Repeat each record below exactly as given.

------

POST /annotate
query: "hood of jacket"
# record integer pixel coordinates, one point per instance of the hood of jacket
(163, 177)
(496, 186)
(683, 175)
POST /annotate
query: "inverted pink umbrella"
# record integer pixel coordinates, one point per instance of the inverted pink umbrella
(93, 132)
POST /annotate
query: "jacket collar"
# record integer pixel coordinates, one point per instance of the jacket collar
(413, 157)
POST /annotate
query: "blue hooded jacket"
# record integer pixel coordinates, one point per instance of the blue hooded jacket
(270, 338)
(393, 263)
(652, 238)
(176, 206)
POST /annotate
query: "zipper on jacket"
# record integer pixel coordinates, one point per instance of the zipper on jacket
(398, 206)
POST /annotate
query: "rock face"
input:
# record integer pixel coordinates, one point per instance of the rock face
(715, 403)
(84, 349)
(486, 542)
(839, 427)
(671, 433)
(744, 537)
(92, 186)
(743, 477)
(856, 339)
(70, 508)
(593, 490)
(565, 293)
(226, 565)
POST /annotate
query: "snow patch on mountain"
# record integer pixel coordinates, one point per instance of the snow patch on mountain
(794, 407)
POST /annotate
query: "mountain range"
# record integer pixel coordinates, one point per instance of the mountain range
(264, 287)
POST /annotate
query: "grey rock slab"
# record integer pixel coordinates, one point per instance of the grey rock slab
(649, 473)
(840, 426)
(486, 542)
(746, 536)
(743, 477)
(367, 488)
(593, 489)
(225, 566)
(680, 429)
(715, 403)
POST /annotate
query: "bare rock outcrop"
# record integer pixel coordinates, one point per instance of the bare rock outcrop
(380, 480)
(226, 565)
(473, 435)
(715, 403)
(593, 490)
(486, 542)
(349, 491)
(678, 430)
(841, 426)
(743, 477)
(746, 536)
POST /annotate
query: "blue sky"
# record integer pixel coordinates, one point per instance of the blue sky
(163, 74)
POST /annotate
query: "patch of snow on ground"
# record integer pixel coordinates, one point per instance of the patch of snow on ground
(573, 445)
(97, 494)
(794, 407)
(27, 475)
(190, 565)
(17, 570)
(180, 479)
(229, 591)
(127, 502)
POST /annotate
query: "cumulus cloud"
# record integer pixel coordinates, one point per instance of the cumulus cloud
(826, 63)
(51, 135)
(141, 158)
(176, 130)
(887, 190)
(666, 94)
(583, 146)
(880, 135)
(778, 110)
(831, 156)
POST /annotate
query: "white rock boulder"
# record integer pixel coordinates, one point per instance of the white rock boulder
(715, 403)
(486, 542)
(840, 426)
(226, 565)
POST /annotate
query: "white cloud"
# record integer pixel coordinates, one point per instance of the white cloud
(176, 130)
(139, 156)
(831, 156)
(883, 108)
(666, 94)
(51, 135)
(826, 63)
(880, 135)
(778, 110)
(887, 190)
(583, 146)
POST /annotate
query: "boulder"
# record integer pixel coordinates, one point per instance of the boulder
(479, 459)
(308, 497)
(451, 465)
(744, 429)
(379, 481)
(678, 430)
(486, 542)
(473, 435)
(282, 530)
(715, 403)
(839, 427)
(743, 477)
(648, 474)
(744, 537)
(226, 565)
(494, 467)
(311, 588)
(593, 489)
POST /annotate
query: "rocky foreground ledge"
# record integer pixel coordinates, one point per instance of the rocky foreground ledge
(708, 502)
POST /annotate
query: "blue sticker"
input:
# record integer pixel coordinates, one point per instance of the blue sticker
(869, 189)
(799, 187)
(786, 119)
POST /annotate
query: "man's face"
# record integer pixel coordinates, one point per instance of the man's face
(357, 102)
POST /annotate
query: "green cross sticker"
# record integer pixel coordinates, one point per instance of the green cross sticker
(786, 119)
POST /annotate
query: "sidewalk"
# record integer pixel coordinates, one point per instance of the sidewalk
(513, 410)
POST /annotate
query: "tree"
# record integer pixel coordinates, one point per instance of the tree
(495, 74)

------

→ **Written response**
POST /annotate
query: "hood of jacket"
# record integer pixel coordinates, one point per instance of the hood of jacket
(163, 177)
(496, 186)
(683, 175)
POST /annotate
query: "inverted pink umbrella"
# record integer pixel coordinates, one point per instance of the inverted pink umbrella
(93, 132)
POST /annotate
query: "jacket collar"
# record integer pixel coordinates, one point per instance of the jacket collar
(413, 157)
POST /annotate
query: "blue hooded jacket"
# record integer pixel coordinates, one point per instance of the blue hooded jacket
(270, 338)
(393, 263)
(652, 238)
(176, 206)
POST /annotate
query: "zipper on jacket"
# record integer pixel coordinates, one point per instance of the zipper on jacket
(398, 206)
POST /annotate
query: "rock face"
input:
# record integer pixel coordinates, one point per instance of the rock face
(715, 403)
(84, 349)
(486, 542)
(839, 427)
(671, 433)
(744, 537)
(92, 186)
(743, 477)
(856, 339)
(70, 508)
(593, 490)
(565, 293)
(226, 565)
POST /annotate
query: "snow patch on mountain"
# record integer pixel coordinates, one point per instance of the snow patch on mountain
(794, 407)
POST /annotate
query: "mountain range"
# record integer pixel coordinates, one point per instance of the mountain range
(264, 287)
POST /annotate
query: "grey rock slab"
# record integer pixel coordinates, one point per instance of the grey rock slab
(649, 473)
(840, 426)
(486, 542)
(746, 536)
(743, 477)
(367, 488)
(593, 489)
(225, 566)
(680, 429)
(715, 403)
POST /annotate
query: "bare rock outcrop"
# record integer pixel coordinates, one point per instance of the bare rock outcrop
(380, 480)
(226, 565)
(473, 435)
(715, 403)
(593, 490)
(486, 542)
(349, 491)
(678, 430)
(841, 426)
(743, 477)
(746, 536)
POST /annotate
query: "blue sky"
# record integer pixel coordinates, one point per instance of the blue sky
(163, 74)
POST /annotate
query: "patch of snow on ground"
# record integer pixel coordinates, one point per instance of the patch of snow on ground
(573, 445)
(97, 494)
(794, 407)
(27, 475)
(190, 565)
(17, 570)
(180, 479)
(229, 591)
(127, 502)
POST /annotate
query: "cumulus cloud"
# record integer pixel coordinates, one point per instance of the cumulus cloud
(826, 63)
(51, 135)
(141, 158)
(176, 130)
(887, 190)
(666, 94)
(583, 146)
(880, 135)
(778, 110)
(831, 156)
POST /annotate
query: "white rock boulder"
# record integer pixel coordinates, one point per instance of the white rock boulder
(715, 403)
(486, 542)
(840, 426)
(226, 565)
POST /annotate
query: "white cloud"
# record integer pixel coordinates, one point per instance of the white cloud
(176, 130)
(139, 156)
(831, 156)
(883, 108)
(666, 94)
(51, 135)
(826, 63)
(880, 135)
(778, 110)
(887, 190)
(583, 146)
POST /annotate
query: "boulder"
# record integer pixel coordinates, one point per instance of the boulder
(479, 459)
(308, 497)
(451, 465)
(744, 429)
(379, 481)
(678, 430)
(486, 542)
(473, 435)
(282, 530)
(715, 403)
(839, 427)
(743, 477)
(648, 474)
(744, 537)
(226, 565)
(494, 467)
(311, 588)
(593, 489)
POST /annotate
query: "rocky foreground ledge"
# record integer pixel coordinates, one point per instance of the rocky foreground ledge
(708, 502)
POST /annotate
query: "blue sticker"
input:
# record integer pixel coordinates, one point per instance of the blue sticker
(869, 189)
(799, 187)
(786, 119)
POST /annotate
query: "man's face"
# record integer pixel coordinates, one point per instance of the man's face
(357, 102)
POST /annotate
query: "green cross sticker"
# record integer pixel coordinates, one point per instance of the green cross sticker
(786, 119)
POST /annotate
query: "sidewalk"
# record integer pixel coordinates, one point per instance of the sidewalk
(513, 410)
POST /annotate
query: "tree"
# record integer pixel coordinates, one point per instance of the tree
(495, 74)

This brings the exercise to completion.